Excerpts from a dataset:
- - -

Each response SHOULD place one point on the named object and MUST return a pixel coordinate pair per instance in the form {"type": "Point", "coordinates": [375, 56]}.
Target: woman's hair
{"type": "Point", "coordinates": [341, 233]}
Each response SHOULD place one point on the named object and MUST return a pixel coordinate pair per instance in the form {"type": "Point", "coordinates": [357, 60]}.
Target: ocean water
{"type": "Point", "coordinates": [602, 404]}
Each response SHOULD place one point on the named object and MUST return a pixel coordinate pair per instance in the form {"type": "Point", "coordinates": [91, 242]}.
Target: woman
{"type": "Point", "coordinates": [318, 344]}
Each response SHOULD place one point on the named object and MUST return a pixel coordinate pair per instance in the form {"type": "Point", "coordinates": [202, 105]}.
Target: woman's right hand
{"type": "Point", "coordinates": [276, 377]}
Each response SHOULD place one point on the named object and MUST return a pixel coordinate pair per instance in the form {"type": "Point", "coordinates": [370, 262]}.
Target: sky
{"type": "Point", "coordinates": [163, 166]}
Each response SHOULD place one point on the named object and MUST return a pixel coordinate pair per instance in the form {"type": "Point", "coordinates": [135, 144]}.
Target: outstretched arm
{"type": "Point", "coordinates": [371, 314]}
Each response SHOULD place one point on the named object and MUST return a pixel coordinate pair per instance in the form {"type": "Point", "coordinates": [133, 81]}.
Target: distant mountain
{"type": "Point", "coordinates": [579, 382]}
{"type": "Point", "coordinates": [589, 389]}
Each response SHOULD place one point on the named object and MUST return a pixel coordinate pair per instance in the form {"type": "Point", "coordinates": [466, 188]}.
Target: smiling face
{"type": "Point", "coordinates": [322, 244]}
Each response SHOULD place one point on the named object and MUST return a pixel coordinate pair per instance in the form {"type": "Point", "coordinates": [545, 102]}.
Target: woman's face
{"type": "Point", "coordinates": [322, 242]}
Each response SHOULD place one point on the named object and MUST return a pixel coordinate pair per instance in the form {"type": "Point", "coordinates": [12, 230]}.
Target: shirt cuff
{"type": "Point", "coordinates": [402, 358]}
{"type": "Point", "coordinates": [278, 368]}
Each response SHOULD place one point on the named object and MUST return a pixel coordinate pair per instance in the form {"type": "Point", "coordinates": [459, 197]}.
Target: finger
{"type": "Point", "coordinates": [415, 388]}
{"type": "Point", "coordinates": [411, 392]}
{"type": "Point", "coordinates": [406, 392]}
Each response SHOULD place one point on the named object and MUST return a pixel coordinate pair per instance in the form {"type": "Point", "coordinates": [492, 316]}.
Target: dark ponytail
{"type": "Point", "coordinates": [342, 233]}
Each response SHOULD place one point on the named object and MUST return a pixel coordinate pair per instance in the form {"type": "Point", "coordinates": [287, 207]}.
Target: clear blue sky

- - -

A complete, exact copy of the entries is required.

Each response SHOULD place one point on the named object and MUST return a pixel coordinate pair per instance in the form {"type": "Point", "coordinates": [375, 56]}.
Target: woman's hair
{"type": "Point", "coordinates": [341, 233]}
Each response SHOULD place one point on the named object and MUST return a pixel coordinate pair per instance in the form {"type": "Point", "coordinates": [357, 60]}.
Target: ocean water
{"type": "Point", "coordinates": [602, 404]}
Each response SHOULD place one point on the named object and MUST return a pixel coordinate pair per instance in the form {"type": "Point", "coordinates": [91, 242]}.
Target: woman
{"type": "Point", "coordinates": [318, 344]}
Each response SHOULD place one point on the named object and MUST return a pixel coordinate pair per instance in the form {"type": "Point", "coordinates": [202, 105]}.
Target: woman's right hand
{"type": "Point", "coordinates": [276, 377]}
Each response SHOULD place one point on the named object and MUST return a pixel coordinate pair per instance in the form {"type": "Point", "coordinates": [370, 262]}.
Target: sky
{"type": "Point", "coordinates": [163, 166]}
Each response SHOULD place one point on the named object and MUST return a pixel coordinate pair per instance in the form {"type": "Point", "coordinates": [135, 144]}.
Target: outstretched arm
{"type": "Point", "coordinates": [371, 314]}
Each response SHOULD place one point on the named object and MUST return a pixel coordinate pair per instance in the form {"type": "Point", "coordinates": [133, 81]}.
Target: distant mountain
{"type": "Point", "coordinates": [579, 382]}
{"type": "Point", "coordinates": [589, 389]}
Each response SHOULD place one point on the named object and MUST return a pixel coordinate pair per instance in the form {"type": "Point", "coordinates": [466, 188]}.
Target: smiling face
{"type": "Point", "coordinates": [322, 244]}
Each response SHOULD place one point on the named object and MUST return a pixel coordinate pair per instance in the form {"type": "Point", "coordinates": [545, 102]}.
Target: woman's face
{"type": "Point", "coordinates": [322, 242]}
Each response SHOULD place one point on the named object and MUST return a pixel coordinate pair per instance in the form {"type": "Point", "coordinates": [12, 230]}.
Target: shirt cuff
{"type": "Point", "coordinates": [402, 358]}
{"type": "Point", "coordinates": [278, 368]}
Each response SHOULD place one point on the named object and MUST return a pixel coordinate pair per instance in the form {"type": "Point", "coordinates": [459, 197]}.
Target: finger
{"type": "Point", "coordinates": [415, 388]}
{"type": "Point", "coordinates": [411, 392]}
{"type": "Point", "coordinates": [406, 392]}
Each response SHOULD place one point on the named object and MUST return a pixel coordinate pair per instance in the form {"type": "Point", "coordinates": [492, 316]}.
Target: dark ponytail
{"type": "Point", "coordinates": [342, 233]}
Each response SHOULD place one point on the named object and MUST return a pixel coordinate pair per instance in the form {"type": "Point", "coordinates": [287, 207]}.
Target: clear blue sky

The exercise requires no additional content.